Aim of the exercise: Quote all of the material below word for word, leaving out the pictures.

(Labeling entries for object positions)
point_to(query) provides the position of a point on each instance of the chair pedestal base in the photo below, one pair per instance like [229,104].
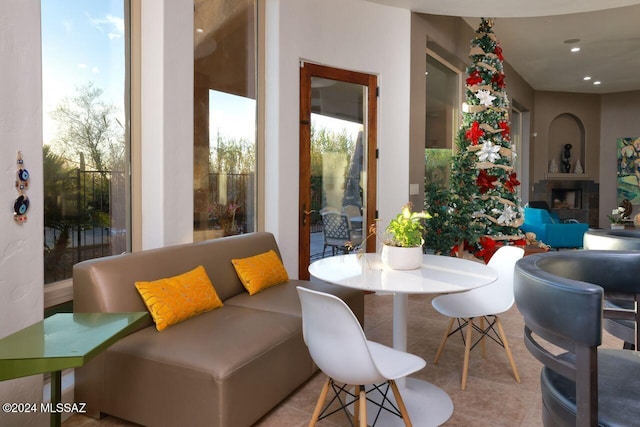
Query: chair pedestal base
[426,404]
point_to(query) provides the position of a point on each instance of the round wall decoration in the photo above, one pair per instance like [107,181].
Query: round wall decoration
[21,204]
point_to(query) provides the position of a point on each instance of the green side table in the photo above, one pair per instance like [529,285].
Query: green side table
[63,341]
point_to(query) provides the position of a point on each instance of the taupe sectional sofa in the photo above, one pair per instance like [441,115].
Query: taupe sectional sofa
[226,367]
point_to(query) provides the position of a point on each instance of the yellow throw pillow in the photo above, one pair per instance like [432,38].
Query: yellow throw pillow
[260,271]
[178,298]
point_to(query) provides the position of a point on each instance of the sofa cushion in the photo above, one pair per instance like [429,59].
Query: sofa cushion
[233,364]
[284,298]
[174,299]
[260,271]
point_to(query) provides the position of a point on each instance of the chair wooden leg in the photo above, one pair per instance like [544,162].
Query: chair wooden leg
[503,337]
[467,352]
[400,402]
[444,340]
[321,399]
[482,345]
[363,407]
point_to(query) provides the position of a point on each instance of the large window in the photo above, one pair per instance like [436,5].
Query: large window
[85,123]
[224,118]
[443,100]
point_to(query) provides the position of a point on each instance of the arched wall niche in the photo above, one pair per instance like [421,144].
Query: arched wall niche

Written reply:
point_to(query) provides the position of a point on each instance of the chair pedestal base in the photo below, one pair per instance like [229,104].
Query: chair pedestal base
[426,404]
point_to(query) provides the position of a point on each instance of the round wall decoration in the photo above, one pair per instance like [107,181].
Query: round wall decoration
[21,204]
point_to(query) provides the position of a point on each instance of the green side table in the photo above, one pair per instance like [529,285].
Query: green side table
[63,341]
point_to(query) provides the position of a point on each instance of the taupe sectional sofa in the photo above, one pair per instance like [441,115].
Query: taupe sectional sofa
[226,367]
point_to(query) provides the position of a point on each instance of the yellow throw pillow in the photo above, one pair per instance like [432,38].
Query: yellow throw pillow
[260,271]
[178,298]
point_to(query) provides the position of a point on each instance of the sofa cushion in the photo above, one pair per instance like [429,59].
Query: sofa cushion
[233,364]
[284,298]
[174,299]
[260,271]
point_to(query) provides the position of a point on each instance of the chair wooden leg in the photo above, one pair per instance like [544,162].
Query: chair wooden leg
[503,337]
[467,352]
[400,402]
[444,340]
[321,399]
[482,345]
[363,407]
point_to(query) provides the position of a point on each instance of the large window in the photo above, one pair per instance like [436,5].
Query: large window
[85,123]
[224,118]
[443,100]
point_to(query) provides the position of a point on each instance of the arched wall niche in the photo above, one pair per instance like [421,144].
Query: arched wall niche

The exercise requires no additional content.